— Begin Dataset content —

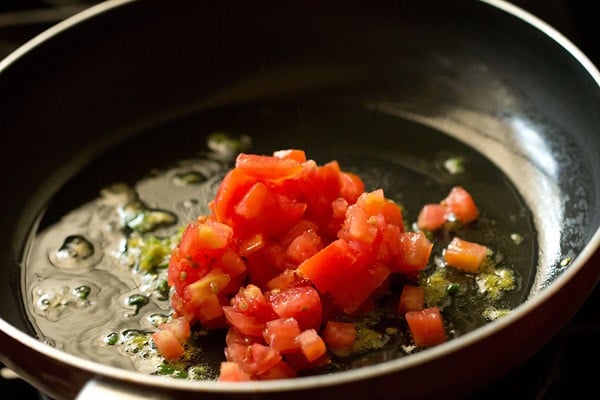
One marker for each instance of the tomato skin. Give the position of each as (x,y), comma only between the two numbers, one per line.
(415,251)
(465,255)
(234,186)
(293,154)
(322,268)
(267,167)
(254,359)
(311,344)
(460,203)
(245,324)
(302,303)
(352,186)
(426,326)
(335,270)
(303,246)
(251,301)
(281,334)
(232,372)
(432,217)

— End Dataset content —
— Begin Dataset content —

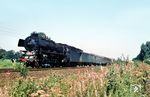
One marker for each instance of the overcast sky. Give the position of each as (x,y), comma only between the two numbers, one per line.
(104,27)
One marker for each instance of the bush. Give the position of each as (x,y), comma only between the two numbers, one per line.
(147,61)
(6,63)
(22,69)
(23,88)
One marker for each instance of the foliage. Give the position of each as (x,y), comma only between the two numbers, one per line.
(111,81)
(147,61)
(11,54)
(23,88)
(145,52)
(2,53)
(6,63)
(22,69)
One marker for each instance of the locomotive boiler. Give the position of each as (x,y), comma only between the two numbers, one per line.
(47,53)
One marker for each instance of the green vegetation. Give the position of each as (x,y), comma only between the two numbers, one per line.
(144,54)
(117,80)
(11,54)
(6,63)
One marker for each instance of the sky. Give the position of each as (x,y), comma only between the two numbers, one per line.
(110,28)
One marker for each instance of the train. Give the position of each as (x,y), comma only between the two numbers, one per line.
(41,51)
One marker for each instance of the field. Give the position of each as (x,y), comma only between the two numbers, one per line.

— End Dataset content —

Challenge:
Reproduce everything in the records from the line containing "One marker for each instance of the sky." down to the line containing "One marker for each instance of the field.", including both of those lines.

Answer to the exercise:
One marker for each instance of the sky. Give the position of each as (x,y), comma only between the two numbers, one per line.
(110,28)
One marker for each instance of the train. Give the position of each as (x,y), comma only between the two numbers, one per line.
(41,51)
One marker for each instance of the field. Give the position of each as (x,y), comma only between the two numbers, one per line.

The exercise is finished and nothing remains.